### WHAT TO PRODUCE
Filter the records below, copying every line that contains the word "coat". Case counts.

### RECORDS PROVIDED
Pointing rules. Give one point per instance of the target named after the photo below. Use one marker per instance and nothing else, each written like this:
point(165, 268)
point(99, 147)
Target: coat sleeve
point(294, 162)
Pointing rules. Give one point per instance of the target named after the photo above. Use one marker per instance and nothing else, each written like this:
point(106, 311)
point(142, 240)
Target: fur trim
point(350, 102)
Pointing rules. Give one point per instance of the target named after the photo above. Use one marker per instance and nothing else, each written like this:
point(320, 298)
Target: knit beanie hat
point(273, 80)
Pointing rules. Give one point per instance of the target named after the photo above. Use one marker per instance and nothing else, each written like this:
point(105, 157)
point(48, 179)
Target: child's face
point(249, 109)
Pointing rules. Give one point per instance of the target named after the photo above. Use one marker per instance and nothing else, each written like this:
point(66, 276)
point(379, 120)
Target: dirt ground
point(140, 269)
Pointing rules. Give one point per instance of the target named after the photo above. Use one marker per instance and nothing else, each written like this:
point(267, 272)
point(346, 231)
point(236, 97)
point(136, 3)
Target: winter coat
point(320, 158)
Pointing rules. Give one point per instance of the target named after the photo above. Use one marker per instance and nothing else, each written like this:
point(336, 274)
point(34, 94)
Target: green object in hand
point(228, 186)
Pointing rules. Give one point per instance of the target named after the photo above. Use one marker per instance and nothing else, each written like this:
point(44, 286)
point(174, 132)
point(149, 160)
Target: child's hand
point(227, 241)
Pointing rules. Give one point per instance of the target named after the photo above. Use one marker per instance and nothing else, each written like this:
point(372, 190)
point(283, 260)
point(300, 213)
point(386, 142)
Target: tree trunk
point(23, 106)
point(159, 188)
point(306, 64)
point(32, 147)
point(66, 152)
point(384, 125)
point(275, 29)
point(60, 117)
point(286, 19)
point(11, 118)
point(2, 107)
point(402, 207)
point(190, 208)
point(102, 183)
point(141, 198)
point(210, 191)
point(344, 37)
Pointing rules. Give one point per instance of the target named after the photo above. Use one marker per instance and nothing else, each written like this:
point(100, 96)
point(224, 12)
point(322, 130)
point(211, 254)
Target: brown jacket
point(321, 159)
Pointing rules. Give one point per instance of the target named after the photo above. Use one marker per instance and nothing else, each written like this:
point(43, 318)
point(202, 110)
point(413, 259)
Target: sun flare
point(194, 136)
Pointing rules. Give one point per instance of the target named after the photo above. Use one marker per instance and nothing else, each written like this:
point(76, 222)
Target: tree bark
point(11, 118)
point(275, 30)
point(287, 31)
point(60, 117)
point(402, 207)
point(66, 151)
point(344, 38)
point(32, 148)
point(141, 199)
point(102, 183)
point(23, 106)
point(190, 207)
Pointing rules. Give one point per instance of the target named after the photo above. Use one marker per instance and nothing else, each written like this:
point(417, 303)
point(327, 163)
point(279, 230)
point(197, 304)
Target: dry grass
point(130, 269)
...
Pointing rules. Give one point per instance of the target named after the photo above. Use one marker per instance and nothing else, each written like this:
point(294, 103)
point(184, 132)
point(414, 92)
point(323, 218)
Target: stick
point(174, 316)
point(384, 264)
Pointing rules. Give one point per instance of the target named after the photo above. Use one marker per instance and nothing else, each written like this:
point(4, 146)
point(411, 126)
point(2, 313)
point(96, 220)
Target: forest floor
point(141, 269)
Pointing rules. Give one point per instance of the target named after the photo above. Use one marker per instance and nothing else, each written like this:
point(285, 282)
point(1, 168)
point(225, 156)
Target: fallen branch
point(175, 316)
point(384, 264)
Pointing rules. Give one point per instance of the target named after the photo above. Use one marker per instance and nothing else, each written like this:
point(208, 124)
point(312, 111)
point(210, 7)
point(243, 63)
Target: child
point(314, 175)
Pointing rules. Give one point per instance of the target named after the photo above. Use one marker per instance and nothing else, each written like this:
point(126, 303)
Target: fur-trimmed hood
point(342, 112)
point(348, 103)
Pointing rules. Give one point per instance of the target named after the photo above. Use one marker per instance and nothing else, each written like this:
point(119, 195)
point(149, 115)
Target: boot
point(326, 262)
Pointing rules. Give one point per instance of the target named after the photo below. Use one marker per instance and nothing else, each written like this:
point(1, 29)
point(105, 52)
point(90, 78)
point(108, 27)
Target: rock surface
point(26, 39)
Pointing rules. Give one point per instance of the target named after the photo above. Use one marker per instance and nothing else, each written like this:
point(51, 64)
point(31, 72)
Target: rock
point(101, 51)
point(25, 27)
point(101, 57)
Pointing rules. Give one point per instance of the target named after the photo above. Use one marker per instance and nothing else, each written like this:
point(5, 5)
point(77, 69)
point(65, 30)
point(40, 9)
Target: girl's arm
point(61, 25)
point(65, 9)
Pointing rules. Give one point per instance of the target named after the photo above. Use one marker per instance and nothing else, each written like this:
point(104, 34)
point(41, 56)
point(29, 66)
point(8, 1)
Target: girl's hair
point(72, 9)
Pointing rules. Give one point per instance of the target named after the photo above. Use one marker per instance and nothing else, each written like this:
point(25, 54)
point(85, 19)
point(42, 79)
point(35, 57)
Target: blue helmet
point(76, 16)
---
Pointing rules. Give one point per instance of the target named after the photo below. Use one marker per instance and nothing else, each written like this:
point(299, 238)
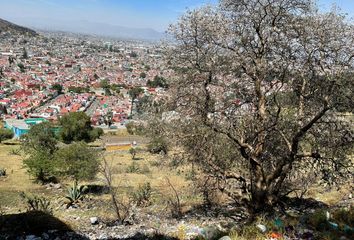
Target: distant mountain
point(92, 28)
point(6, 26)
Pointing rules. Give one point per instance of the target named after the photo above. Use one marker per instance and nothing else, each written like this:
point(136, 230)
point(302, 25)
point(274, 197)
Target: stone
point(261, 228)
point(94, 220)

### OUTPUT FOR THIS EXERCISE
Target: coat sleeve
Target: winter coat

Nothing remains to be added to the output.